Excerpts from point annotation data
****************************************

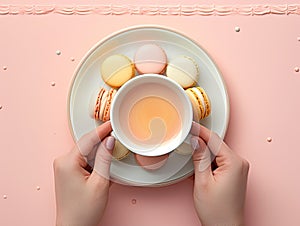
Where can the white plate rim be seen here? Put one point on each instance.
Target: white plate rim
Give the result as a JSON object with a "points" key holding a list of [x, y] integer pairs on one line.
{"points": [[148, 26]]}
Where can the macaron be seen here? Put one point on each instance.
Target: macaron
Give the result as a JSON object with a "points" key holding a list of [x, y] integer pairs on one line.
{"points": [[116, 70], [184, 70], [120, 151], [200, 102], [150, 59], [151, 162], [99, 107]]}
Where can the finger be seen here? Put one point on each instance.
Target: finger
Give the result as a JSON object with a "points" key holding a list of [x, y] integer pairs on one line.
{"points": [[87, 143], [213, 141], [103, 158]]}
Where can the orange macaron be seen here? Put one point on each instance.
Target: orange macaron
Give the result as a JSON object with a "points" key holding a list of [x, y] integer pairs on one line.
{"points": [[200, 102]]}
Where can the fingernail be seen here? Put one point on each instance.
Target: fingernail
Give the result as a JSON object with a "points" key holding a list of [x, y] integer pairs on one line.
{"points": [[110, 143], [194, 143]]}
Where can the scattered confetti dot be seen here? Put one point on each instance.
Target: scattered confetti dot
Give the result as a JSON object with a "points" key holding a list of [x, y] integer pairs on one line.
{"points": [[269, 139]]}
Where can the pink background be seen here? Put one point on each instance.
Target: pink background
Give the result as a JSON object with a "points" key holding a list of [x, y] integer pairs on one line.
{"points": [[258, 64]]}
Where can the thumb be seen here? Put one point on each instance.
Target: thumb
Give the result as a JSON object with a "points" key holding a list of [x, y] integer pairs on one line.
{"points": [[202, 160], [103, 158]]}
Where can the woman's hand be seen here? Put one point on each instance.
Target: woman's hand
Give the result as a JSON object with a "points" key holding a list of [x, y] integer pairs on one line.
{"points": [[219, 191], [81, 196]]}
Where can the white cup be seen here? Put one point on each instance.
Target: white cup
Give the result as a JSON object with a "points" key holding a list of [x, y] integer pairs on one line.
{"points": [[151, 115]]}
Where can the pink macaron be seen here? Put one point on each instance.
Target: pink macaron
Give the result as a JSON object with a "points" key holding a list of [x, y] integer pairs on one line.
{"points": [[150, 59]]}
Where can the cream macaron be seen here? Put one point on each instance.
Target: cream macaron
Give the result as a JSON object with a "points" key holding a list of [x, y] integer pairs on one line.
{"points": [[116, 70], [200, 102], [151, 162], [120, 151], [184, 70], [150, 59]]}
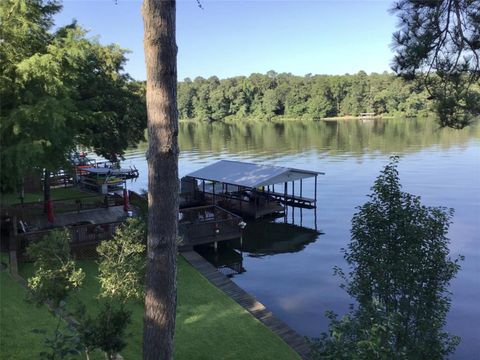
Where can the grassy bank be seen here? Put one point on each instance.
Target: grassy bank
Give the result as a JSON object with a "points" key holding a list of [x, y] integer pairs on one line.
{"points": [[209, 324], [56, 194]]}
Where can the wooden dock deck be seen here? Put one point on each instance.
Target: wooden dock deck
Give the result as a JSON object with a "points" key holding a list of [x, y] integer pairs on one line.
{"points": [[249, 303], [294, 200]]}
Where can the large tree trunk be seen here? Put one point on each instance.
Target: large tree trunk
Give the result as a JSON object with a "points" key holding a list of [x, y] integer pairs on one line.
{"points": [[46, 190], [161, 60]]}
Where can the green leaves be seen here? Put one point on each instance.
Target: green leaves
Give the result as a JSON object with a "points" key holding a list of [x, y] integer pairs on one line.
{"points": [[400, 270], [438, 43], [122, 262], [56, 274], [59, 90]]}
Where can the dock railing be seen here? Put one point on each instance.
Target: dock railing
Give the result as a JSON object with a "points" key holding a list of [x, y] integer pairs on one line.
{"points": [[83, 238], [207, 224]]}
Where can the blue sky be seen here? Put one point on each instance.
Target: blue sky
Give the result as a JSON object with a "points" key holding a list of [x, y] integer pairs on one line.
{"points": [[229, 38]]}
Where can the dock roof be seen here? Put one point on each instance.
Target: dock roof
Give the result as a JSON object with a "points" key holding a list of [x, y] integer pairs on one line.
{"points": [[250, 175]]}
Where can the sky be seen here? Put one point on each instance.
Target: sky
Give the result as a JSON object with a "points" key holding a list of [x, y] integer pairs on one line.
{"points": [[229, 37]]}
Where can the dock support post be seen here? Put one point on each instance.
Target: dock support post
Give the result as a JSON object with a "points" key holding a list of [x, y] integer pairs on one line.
{"points": [[315, 210], [293, 202], [213, 197]]}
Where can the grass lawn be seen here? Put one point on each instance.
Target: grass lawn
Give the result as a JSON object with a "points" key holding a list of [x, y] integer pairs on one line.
{"points": [[209, 324], [56, 194], [17, 320]]}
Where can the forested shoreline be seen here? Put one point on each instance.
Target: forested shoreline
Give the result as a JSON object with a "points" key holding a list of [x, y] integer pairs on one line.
{"points": [[272, 95]]}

****************************************

The request.
Take the line holding "Where can the dock support" and all lines after it through the end of the data, and set them down exactly.

Task result.
Where can the dock support post be seen here? Put one point on each instance.
Target: dock support post
Give the result as a JSON object with a "points" key holding a list of [x, y] integer pairs on one line.
{"points": [[315, 210], [293, 202], [213, 197]]}
Where can the grass lawn be seen here? Put one point on each instance.
Target: grass lawn
Give the result as a JSON object with a "points" key holding a list of [x, y] integer pairs on one line.
{"points": [[209, 324], [56, 194], [17, 320]]}
Where can the forested shoreline be seen here? Put one point on each instance.
Target: forested shoreline
Give the result as a JSON object with a "points" key holding a list of [x, y] integer pairs on one line.
{"points": [[272, 95]]}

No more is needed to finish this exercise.